Starting with the line that contains "Tag the cabinet", reproduce each line through the end of the listing below, with no other output.

Items from a dataset
==================================================

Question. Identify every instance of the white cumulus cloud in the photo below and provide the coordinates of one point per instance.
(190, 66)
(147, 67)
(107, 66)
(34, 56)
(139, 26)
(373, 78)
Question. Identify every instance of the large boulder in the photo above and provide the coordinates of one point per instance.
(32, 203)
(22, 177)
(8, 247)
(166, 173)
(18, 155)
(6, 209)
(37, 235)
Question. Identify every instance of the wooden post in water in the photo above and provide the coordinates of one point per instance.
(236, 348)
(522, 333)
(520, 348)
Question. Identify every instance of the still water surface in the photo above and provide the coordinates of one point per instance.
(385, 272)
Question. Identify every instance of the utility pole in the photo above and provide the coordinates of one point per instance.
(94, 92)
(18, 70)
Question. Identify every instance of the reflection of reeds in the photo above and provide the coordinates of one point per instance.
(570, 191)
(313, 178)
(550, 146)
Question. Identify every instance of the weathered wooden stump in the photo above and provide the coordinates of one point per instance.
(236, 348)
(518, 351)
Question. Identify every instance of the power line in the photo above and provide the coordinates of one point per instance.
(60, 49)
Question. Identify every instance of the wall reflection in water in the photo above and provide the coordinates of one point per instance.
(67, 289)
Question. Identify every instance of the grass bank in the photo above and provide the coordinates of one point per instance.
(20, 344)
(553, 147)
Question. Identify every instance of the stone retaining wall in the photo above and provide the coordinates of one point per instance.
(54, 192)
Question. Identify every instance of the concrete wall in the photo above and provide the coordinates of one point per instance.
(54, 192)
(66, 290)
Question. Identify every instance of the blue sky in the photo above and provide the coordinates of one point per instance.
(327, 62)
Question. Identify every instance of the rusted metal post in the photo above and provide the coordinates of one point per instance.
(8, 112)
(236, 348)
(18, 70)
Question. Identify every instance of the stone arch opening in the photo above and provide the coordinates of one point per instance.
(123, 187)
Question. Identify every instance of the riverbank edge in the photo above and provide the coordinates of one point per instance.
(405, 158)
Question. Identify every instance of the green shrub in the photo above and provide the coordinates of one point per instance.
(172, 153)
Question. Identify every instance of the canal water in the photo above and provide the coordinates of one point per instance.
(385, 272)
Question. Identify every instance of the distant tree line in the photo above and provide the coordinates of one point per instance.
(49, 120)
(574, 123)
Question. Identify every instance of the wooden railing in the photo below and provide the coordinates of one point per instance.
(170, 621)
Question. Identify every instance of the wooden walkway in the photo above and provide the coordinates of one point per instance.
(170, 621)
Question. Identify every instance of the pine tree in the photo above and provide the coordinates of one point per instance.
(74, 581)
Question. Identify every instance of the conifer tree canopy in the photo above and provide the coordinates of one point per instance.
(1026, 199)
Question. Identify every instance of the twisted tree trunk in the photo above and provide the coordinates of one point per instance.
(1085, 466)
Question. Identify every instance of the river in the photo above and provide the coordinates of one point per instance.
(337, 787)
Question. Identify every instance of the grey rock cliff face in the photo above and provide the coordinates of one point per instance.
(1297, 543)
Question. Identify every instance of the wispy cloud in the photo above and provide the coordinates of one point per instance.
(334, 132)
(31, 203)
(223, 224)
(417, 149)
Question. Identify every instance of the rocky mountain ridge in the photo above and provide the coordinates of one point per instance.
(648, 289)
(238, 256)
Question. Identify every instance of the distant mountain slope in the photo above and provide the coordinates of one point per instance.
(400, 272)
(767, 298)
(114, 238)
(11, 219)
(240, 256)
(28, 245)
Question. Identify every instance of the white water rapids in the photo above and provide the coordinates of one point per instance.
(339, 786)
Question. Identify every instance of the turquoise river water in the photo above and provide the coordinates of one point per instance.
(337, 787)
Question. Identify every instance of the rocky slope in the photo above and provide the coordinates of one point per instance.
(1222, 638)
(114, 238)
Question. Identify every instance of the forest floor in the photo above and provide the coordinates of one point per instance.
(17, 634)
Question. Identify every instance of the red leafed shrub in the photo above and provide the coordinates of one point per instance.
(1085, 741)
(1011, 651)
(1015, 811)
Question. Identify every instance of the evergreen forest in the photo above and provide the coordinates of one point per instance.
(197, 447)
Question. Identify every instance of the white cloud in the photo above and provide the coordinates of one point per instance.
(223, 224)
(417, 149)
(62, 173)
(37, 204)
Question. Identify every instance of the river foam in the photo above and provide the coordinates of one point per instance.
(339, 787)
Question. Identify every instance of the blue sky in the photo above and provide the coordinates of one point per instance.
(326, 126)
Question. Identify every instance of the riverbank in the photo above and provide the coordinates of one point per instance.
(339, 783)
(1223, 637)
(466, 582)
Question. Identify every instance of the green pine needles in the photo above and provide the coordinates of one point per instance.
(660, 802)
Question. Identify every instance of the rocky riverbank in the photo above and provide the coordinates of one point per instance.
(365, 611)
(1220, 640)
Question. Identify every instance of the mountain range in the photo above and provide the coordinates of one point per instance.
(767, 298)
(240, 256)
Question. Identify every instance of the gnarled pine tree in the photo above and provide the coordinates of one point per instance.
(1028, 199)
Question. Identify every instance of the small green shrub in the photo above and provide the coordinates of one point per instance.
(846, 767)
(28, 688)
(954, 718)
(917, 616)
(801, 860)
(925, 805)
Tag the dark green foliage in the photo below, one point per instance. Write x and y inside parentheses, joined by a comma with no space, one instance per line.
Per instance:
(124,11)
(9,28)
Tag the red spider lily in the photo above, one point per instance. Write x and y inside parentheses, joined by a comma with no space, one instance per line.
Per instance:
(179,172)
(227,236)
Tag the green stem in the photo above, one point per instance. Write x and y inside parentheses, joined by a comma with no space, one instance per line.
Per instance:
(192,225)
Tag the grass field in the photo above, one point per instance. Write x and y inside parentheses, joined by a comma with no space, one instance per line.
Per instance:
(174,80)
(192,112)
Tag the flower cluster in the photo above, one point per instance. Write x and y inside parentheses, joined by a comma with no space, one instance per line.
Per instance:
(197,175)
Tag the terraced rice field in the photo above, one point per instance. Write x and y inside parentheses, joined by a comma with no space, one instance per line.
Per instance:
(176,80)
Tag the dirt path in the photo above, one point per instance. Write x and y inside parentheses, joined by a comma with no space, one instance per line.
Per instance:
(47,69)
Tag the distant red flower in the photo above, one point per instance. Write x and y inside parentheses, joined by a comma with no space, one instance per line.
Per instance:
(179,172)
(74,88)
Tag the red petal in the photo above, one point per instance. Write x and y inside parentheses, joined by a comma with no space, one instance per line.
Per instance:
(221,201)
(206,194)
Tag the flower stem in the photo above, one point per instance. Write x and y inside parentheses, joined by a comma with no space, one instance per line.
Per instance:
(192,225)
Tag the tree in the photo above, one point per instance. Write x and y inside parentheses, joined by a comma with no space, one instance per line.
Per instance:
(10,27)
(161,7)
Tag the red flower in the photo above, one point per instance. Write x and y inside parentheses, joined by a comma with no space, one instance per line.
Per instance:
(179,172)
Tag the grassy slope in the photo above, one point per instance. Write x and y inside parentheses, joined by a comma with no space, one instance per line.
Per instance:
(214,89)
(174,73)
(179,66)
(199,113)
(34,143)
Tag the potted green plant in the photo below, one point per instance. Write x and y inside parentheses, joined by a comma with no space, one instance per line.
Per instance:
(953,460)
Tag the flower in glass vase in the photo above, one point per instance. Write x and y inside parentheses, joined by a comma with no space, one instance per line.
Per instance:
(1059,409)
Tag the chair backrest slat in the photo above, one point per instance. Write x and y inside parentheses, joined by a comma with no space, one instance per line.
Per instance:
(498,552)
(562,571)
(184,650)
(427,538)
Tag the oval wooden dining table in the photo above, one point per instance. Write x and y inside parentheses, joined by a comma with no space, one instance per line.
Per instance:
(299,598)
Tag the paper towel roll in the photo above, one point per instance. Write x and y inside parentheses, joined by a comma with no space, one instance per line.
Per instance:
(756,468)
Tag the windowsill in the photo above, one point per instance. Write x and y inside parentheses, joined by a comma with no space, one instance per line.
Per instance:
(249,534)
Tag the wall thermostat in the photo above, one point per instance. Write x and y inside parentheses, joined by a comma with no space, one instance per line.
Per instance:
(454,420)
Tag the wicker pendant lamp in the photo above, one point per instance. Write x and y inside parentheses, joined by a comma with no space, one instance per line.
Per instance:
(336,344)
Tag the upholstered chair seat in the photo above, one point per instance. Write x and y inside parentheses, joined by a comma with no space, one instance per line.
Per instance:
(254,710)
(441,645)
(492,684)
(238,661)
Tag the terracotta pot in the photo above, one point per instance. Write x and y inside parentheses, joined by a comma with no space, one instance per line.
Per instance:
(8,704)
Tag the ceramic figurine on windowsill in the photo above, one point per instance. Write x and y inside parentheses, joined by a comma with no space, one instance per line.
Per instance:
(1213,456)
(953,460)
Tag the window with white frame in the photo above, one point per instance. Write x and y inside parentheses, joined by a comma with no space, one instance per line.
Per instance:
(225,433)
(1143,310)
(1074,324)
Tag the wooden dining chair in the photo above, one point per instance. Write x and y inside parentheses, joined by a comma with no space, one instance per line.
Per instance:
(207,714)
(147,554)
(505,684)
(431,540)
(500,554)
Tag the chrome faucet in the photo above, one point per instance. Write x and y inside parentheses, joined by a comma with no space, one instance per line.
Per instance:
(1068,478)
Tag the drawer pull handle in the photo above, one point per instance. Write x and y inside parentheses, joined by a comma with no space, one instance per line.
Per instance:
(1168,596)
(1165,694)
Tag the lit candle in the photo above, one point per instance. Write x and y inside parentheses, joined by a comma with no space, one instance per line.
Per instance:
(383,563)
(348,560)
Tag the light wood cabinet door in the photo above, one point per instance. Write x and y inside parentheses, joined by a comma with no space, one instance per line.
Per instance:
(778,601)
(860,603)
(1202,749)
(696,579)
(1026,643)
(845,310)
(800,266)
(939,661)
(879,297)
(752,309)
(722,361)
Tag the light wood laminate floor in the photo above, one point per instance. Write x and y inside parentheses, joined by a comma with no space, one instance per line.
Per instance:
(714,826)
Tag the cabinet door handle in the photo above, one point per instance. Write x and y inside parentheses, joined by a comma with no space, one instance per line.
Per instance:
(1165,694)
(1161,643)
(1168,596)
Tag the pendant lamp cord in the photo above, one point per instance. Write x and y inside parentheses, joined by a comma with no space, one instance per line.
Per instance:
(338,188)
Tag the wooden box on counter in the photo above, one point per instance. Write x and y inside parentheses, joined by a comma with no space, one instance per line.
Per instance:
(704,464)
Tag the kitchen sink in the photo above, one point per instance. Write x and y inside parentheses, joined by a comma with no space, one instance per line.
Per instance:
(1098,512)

==================================================

### Task solution
Tag the cabinet door handle in the photo above, one point per instance. Write x and y inside parentheses, joined by a comma with no space, one instance per line.
Per instance:
(1165,694)
(1161,643)
(1168,596)
Tag the pendant lamp cord in the photo above, one point per instance. Write x and y inside parentheses, joined by a comma with no space, one instance per line.
Per instance:
(338,188)
Tag the wooden box on counter in the photo above, one point per instance. Write x and y inside parentheses, joined by a comma with no space, one instance per line.
Per instance:
(704,464)
Tag the kitchen sink in the photo above, one point per instance. Write x and y inside parentheses, joined by a comma with no space, one instance per line.
Per instance:
(1098,512)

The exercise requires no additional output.